* The problem: For this task, copy the data that follows exactly, keeping every character.

[[ Information provided open ]]

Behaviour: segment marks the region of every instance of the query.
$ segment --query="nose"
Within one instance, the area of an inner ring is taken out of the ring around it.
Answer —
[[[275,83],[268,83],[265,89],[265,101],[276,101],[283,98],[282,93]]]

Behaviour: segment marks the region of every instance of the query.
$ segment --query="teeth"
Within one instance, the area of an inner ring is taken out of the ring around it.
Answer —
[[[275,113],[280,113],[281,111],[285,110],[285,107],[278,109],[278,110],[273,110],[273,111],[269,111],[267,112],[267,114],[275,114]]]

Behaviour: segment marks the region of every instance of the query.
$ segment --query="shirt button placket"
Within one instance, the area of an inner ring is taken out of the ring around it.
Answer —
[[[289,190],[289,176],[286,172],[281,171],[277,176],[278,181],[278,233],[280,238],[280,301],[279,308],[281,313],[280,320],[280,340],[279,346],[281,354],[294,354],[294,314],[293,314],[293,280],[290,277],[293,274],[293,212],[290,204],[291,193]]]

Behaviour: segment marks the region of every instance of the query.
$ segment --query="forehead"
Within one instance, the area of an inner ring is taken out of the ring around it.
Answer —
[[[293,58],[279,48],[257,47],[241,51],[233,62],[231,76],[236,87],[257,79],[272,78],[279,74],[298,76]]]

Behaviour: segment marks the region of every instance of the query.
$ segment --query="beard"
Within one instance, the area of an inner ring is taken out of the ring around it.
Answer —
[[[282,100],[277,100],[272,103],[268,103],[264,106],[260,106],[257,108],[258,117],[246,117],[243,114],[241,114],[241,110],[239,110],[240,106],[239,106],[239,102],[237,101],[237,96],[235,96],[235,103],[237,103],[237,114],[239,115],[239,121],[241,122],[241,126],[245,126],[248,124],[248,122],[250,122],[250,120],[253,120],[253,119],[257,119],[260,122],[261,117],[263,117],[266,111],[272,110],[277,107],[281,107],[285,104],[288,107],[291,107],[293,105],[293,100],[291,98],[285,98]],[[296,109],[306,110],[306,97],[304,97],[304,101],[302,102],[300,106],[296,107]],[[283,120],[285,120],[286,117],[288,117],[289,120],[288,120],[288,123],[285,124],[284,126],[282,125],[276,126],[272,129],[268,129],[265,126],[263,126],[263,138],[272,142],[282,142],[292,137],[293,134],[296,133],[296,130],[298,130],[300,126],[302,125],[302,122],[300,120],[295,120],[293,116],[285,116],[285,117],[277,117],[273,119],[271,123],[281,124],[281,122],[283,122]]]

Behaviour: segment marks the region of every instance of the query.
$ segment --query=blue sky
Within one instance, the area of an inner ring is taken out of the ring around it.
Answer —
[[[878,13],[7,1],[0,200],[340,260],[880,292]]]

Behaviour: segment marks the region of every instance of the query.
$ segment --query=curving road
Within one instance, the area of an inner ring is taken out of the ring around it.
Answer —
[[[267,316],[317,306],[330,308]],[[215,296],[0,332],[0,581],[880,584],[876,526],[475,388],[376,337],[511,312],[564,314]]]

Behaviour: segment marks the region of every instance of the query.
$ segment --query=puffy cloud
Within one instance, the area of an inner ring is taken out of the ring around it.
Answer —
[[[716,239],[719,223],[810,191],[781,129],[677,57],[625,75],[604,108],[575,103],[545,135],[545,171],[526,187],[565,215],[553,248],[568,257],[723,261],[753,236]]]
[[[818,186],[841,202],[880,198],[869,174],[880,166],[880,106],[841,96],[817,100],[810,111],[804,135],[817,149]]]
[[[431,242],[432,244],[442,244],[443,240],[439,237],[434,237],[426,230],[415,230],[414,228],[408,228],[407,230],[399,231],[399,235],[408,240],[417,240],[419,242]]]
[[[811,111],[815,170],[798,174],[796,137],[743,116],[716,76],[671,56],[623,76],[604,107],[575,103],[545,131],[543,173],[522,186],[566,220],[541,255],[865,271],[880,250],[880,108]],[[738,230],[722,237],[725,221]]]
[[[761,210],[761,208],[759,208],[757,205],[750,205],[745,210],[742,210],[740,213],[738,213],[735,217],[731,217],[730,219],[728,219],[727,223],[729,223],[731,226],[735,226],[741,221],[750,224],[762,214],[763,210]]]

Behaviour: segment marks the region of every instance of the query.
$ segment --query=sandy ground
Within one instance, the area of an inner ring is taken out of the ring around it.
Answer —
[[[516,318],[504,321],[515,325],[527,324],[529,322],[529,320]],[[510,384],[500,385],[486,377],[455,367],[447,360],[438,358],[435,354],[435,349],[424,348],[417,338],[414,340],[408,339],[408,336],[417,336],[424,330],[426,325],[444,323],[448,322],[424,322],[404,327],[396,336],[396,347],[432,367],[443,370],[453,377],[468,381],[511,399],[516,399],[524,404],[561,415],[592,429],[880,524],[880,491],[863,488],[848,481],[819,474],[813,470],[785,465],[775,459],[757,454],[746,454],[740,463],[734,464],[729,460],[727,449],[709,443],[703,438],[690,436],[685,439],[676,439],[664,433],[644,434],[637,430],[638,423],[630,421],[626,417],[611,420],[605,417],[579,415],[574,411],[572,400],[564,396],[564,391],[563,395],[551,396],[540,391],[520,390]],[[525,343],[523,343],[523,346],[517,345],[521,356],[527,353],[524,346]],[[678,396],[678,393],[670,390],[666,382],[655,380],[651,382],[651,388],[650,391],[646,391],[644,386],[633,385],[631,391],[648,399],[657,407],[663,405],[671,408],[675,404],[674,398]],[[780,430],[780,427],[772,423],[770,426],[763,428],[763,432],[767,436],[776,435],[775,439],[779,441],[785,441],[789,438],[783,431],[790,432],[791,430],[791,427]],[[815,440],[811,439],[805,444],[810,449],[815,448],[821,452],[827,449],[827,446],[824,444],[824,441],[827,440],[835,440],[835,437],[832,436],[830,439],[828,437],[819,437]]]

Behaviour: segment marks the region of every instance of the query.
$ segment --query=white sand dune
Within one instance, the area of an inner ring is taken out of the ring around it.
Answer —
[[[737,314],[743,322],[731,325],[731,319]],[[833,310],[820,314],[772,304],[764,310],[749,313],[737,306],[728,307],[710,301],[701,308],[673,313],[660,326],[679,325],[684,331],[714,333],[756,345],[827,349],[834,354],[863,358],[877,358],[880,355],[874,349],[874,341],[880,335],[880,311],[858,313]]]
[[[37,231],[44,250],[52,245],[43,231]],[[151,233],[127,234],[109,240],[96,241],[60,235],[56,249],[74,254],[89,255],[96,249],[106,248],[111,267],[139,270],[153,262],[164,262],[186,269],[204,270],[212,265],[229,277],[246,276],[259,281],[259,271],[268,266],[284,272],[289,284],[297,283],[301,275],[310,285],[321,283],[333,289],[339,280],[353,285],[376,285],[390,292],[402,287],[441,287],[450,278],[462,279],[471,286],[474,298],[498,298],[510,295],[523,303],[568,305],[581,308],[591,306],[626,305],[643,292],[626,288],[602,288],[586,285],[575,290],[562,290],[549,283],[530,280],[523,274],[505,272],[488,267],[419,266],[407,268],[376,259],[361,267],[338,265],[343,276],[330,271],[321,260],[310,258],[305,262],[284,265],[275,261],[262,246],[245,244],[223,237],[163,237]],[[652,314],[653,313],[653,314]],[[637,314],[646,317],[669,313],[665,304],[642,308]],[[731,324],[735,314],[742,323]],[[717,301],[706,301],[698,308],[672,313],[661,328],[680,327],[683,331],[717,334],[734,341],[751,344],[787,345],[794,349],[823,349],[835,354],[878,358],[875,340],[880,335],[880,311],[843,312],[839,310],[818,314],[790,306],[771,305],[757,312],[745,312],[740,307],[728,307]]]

[[ Information provided closed ]]

* Output for this exercise:
Behaviour: segment marks the region of every instance of the query.
$ segment --query="nose"
Within one instance, the area of an inner ring is taken out of the ring around it.
Answer —
[[[275,83],[268,83],[265,89],[265,101],[276,101],[283,98],[282,93]]]

Behaviour: segment marks the region of every instance of the query.
$ segment --query="teeth"
Within one instance, the area of an inner ring is taken out of the ring around it.
Answer —
[[[275,113],[280,113],[281,111],[285,110],[285,107],[278,109],[278,110],[273,110],[273,111],[269,111],[267,112],[267,114],[275,114]]]

Behaviour: segment marks the region of every instance of the query.
$ segment --query="shirt button placket"
Within one instance, the area of an inner ring is taken out of the ring around it.
Answer —
[[[289,190],[289,176],[286,172],[281,171],[277,176],[278,181],[278,233],[280,238],[280,301],[279,308],[281,313],[280,320],[280,340],[279,346],[281,354],[294,354],[294,314],[293,314],[293,280],[290,277],[293,274],[293,212],[290,204],[291,193]]]

Behaviour: segment marks the region of every instance of the query.
$ segment --query="forehead"
Within one instance, the area of an inner ring is taken out of the ring around it.
Answer —
[[[293,58],[279,48],[257,47],[241,51],[233,62],[231,76],[236,87],[257,79],[272,78],[279,74],[298,76]]]

Behaviour: segment marks the region of every instance of the query.
$ segment --query="beard"
Within one instance, the area of an inner ring is taken out of the ring around it.
Answer —
[[[282,100],[277,100],[272,103],[268,103],[264,106],[260,106],[257,108],[258,117],[246,117],[243,114],[241,114],[241,110],[239,110],[240,106],[239,106],[239,102],[237,101],[237,96],[235,96],[235,103],[237,103],[237,114],[239,115],[239,121],[241,122],[241,126],[245,126],[248,124],[248,122],[250,122],[250,120],[253,120],[253,119],[257,119],[260,122],[261,117],[263,117],[266,111],[272,110],[277,107],[281,107],[285,104],[288,107],[291,107],[293,105],[293,100],[291,98],[285,98]],[[296,109],[306,110],[306,97],[304,97],[304,101],[302,102],[300,106],[296,107]],[[283,120],[285,120],[286,117],[288,117],[289,120],[288,120],[288,123],[285,124],[284,126],[282,125],[276,126],[272,129],[268,129],[265,126],[263,126],[263,138],[272,142],[282,142],[292,137],[293,134],[296,133],[296,130],[298,130],[300,126],[302,125],[302,122],[300,120],[295,120],[293,116],[285,116],[285,117],[277,117],[273,119],[271,123],[281,124],[281,122],[283,122]]]

Behaviour: segment marks the region of every instance of the query.
$ segment --query=blue sky
Within one instance, the area of an inner ring is taken out of the ring around it.
Answer —
[[[878,13],[7,1],[0,200],[340,260],[880,292]]]

Behaviour: segment marks the region of every instance of the query.
$ segment --query=curving road
Within one instance, the area of an inner ring is taken out of the ring around it.
Answer —
[[[267,316],[317,306],[330,308]],[[215,296],[0,332],[0,581],[880,584],[876,526],[475,388],[376,337],[511,312],[564,314]]]

Behaviour: segment marks the region of every instance of the query.
$ segment --query=puffy cloud
Within one instance, the area of an inner ring is taken out of the ring around it.
Answer —
[[[716,239],[719,223],[810,191],[781,129],[677,57],[625,75],[604,108],[575,103],[545,135],[545,171],[526,187],[565,215],[553,248],[568,257],[723,261],[753,236]]]
[[[818,186],[841,202],[880,198],[869,174],[880,166],[880,106],[841,96],[817,100],[810,111],[804,135],[817,149]]]
[[[431,242],[432,244],[442,244],[443,240],[439,237],[434,237],[426,230],[415,230],[414,228],[408,228],[407,230],[399,231],[399,235],[408,240],[417,240],[419,242]]]
[[[811,111],[815,170],[798,174],[796,137],[743,116],[716,76],[671,56],[623,76],[604,107],[575,103],[545,131],[543,173],[522,186],[566,220],[541,255],[865,271],[880,250],[880,108]],[[738,230],[722,237],[725,221]]]
[[[761,210],[761,208],[759,208],[757,205],[750,205],[745,210],[742,210],[740,213],[738,213],[735,217],[731,217],[730,219],[728,219],[727,223],[729,223],[731,226],[735,226],[741,221],[750,224],[762,214],[763,210]]]

Behaviour: segment marks the region of every instance of the query.
$ segment --query=sandy ground
Within one instance, the area of an inner ring is taken out of the ring around it.
Answer —
[[[516,318],[504,321],[515,325],[527,324],[529,322],[529,320]],[[510,384],[500,385],[486,377],[455,367],[447,360],[438,358],[435,354],[435,349],[424,348],[417,338],[414,340],[408,339],[408,336],[417,336],[424,330],[426,325],[444,323],[448,322],[424,322],[404,327],[396,336],[396,347],[432,367],[443,370],[453,377],[468,381],[511,399],[516,399],[524,404],[561,415],[592,429],[880,524],[880,491],[863,488],[848,481],[819,474],[813,470],[785,465],[775,459],[757,454],[746,454],[740,463],[734,464],[729,460],[727,449],[709,443],[703,438],[690,436],[685,439],[676,439],[664,433],[644,434],[637,430],[638,423],[630,421],[626,417],[611,420],[605,417],[579,415],[574,411],[572,400],[564,396],[564,391],[563,395],[551,396],[540,391],[520,390]],[[525,343],[523,343],[523,346],[517,345],[521,356],[527,353],[524,346]],[[678,396],[678,393],[670,390],[666,382],[655,380],[651,382],[651,388],[650,391],[646,391],[644,386],[633,385],[631,391],[648,399],[657,407],[663,405],[671,408],[675,404],[674,398]],[[780,430],[780,427],[772,423],[770,426],[763,428],[763,432],[767,436],[776,435],[775,439],[779,441],[785,441],[789,438],[783,431],[790,432],[791,430],[791,427]],[[815,440],[811,439],[805,444],[810,449],[815,448],[821,452],[827,449],[827,446],[824,444],[824,441],[827,440],[835,440],[835,437],[832,436],[830,439],[828,437],[819,437]]]

Behaviour: segment marks the region of every instance of the query.
$ segment --query=white sand dune
Within one instance, the area of an inner ring is taken out of the ring around it.
Answer —
[[[737,314],[743,322],[731,325],[731,319]],[[833,310],[820,314],[772,304],[764,310],[749,313],[737,306],[728,307],[710,301],[701,308],[673,313],[660,326],[679,325],[684,331],[714,333],[756,345],[827,349],[834,354],[863,358],[877,358],[880,355],[874,349],[874,341],[880,335],[880,311],[858,313]]]
[[[37,231],[44,250],[52,245],[43,231]],[[151,233],[127,234],[109,240],[96,241],[60,235],[56,249],[74,254],[89,255],[96,249],[106,248],[111,267],[139,270],[153,262],[164,262],[186,269],[204,270],[212,265],[229,277],[246,276],[259,281],[259,271],[268,266],[284,272],[289,284],[297,283],[301,275],[310,285],[321,283],[333,289],[339,280],[353,285],[376,285],[390,292],[402,287],[441,287],[450,278],[462,279],[471,286],[474,298],[498,298],[510,295],[523,303],[568,305],[581,308],[591,306],[626,305],[643,292],[626,288],[602,288],[586,285],[575,290],[562,290],[549,283],[530,280],[523,274],[505,272],[488,267],[419,266],[407,268],[376,259],[361,267],[338,265],[343,276],[330,271],[321,260],[310,258],[305,262],[284,265],[275,261],[262,246],[245,244],[223,237],[163,237]],[[652,314],[653,313],[653,314]],[[637,314],[646,317],[669,313],[665,304],[642,308]],[[731,324],[735,314],[742,323]],[[717,301],[706,301],[698,308],[672,313],[661,328],[680,327],[683,331],[717,334],[734,341],[751,344],[787,345],[794,349],[823,349],[835,354],[878,358],[875,340],[880,335],[880,311],[843,312],[839,310],[818,314],[790,306],[771,305],[757,312],[745,312],[740,307],[728,307]]]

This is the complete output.